- Instruction A: Retype the part of the libmich README starting with "pycrate has just" and going on through "on pycrate yet.".
- Instruction B: List every software library or package named in the libmich README, including libmich itself.
- Instruction C:
Answer these questions using the libmich README.
(i) Which Python version is the library made to work with?
(ii) What command runs the automatic installation?
(iii) Which file provides routines for testing the speed of some encoders and decoders?

- Source text:
** Start **
Awesome
Update (july 2017)
pycrate has just been released, intending to replace libmich. Hence, the development of libmich is stopped, and all efforts will be put on pycrate yet.
What is libmich
Libmich is a library written for Python 2, that primarily supports encoding and decoding several digital formats, making a binary file or network stream easily understandable for a human, and easier to process within applications. Many formats and routines are tailored for helping to deal with mobile-network protocols and traffic. Moreover, it has a simple ASN.1 compiler plus BER and PER encoders for dealing with all formats defined in ASN.1.
Installation
Operating systems and Python version
The library is made to work with Python 2.7. Python 3 is not supported, mainly because all binary buffers are handled with the Python str object. It works on Windows and Linux, and should work on any other operating system running Python 2.
Dependencies
There is no mandatory package dependency. There are two optional package dependencies:
- pycrypto is used for handling the cryptographic operations within IKEv2 and EAPAKA formats
- CryptoMobile is used for handling the cryptographic operations within L3Mobile_NAS format for LTE
Automatic installation
An installation script is available. It precompiles all ASN.1 modules before installing the whole library within your Python package directory:
python setup.py install
Manual installation
You can also install the library manually. For this, just copy the whole libmich/ sub-directory into one of your directory which is referenced within your PYTHONPATH environment variable. E.g. you can copy it in your $Python_install_dir/Lib/site-packages/ directory. If you need to use ASN.1 modules, you will have to compile them, too. Just look at the ASN.1 README for this.
Testing the library
The libmich/utils/perf.py file provides some routines for testing the speed of some encoders / decoders. It can be used to check if the library works correctly:
>>> from libmich.utils.perf import *
>>> main()
** End **
- Entries provided:
** Start **
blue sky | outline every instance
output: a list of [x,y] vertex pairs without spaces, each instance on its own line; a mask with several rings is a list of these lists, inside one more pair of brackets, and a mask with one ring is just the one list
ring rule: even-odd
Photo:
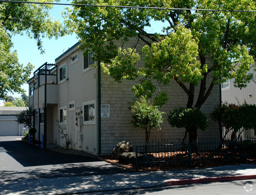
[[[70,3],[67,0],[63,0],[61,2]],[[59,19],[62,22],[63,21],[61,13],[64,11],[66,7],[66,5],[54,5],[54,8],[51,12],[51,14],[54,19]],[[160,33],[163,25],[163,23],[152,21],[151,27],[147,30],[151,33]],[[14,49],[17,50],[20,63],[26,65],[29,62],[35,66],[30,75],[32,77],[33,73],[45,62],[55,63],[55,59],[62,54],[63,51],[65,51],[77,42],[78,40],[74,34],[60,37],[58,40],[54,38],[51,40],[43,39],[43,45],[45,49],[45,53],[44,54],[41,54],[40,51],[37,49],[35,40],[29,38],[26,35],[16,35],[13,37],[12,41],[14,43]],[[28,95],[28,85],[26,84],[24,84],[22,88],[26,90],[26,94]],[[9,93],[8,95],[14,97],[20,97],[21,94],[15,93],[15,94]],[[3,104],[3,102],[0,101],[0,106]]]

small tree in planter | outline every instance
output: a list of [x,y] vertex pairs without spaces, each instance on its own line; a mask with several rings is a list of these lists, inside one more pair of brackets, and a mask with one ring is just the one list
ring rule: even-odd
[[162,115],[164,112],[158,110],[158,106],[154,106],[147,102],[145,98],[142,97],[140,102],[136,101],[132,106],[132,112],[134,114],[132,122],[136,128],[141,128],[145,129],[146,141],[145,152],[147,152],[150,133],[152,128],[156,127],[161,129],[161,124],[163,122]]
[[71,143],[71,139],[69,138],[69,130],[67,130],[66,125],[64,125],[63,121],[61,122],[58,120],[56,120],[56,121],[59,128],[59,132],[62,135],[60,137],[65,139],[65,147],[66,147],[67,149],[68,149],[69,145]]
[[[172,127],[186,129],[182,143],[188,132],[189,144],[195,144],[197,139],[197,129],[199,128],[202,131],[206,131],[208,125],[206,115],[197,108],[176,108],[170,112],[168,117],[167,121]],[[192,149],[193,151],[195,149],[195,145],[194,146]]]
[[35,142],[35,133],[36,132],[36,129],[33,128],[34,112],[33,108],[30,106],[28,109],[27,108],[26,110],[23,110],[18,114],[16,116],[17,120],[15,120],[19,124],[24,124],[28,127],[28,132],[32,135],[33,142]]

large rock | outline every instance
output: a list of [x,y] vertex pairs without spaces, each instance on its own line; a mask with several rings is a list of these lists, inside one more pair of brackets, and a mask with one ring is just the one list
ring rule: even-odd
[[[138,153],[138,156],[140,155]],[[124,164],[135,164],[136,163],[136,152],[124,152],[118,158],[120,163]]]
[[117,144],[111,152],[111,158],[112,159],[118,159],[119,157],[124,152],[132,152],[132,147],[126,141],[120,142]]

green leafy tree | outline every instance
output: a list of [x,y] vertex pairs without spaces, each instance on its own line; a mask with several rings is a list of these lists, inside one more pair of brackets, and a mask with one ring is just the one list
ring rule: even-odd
** End **
** Start **
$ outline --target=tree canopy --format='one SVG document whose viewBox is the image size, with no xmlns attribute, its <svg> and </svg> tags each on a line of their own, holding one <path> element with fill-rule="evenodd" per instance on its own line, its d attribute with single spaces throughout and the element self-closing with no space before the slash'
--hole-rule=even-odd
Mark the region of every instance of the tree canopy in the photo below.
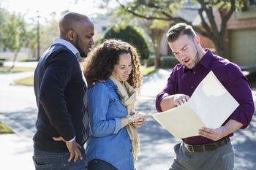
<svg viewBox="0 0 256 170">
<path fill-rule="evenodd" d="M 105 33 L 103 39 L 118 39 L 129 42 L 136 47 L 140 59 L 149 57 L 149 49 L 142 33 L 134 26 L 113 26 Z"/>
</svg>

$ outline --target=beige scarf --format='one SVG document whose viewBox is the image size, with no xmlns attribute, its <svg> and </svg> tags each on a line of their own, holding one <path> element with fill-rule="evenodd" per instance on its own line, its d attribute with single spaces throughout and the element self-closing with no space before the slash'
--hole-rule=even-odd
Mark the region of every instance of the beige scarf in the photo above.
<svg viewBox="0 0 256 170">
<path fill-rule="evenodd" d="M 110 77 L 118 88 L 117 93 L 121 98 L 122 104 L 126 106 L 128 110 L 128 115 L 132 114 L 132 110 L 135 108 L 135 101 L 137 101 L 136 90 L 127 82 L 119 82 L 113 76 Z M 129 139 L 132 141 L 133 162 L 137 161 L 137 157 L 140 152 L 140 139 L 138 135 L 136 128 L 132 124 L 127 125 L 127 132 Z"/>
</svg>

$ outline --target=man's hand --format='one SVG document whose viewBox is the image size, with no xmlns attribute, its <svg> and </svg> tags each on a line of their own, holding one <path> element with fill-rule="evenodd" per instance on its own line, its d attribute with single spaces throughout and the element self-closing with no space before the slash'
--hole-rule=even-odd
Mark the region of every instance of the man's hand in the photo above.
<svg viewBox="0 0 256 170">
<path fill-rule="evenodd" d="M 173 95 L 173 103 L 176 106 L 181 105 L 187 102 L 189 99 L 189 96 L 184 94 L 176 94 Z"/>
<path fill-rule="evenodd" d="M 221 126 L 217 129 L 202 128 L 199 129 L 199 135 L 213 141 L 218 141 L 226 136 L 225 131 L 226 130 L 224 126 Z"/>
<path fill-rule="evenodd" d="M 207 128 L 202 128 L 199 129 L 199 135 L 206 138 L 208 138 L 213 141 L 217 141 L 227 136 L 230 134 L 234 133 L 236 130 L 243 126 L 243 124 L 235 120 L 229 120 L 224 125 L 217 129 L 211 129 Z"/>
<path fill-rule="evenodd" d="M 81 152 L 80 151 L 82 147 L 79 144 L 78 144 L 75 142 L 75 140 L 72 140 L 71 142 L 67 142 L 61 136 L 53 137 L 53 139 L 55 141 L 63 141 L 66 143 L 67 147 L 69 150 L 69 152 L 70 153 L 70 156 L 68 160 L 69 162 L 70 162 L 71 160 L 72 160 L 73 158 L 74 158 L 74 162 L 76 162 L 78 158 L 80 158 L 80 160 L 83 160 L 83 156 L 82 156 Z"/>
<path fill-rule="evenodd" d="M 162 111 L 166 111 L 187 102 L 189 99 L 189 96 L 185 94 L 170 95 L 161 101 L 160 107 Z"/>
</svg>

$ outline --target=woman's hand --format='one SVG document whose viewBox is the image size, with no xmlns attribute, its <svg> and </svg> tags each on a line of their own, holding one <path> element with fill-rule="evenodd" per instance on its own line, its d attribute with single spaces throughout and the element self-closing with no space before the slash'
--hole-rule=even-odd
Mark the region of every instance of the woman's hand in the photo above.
** End **
- Final answer A:
pycrate has just been released, intending to replace libmich. Hence, the development of libmich is stopped, and all efforts will be put on pycrate yet.

- Final answer B:
libmich
pycrate
pycrypto
CryptoMobile

- Final answer C:
(i) Python 2.7
(ii) python setup.py install
(iii) libmich/utils/perf.py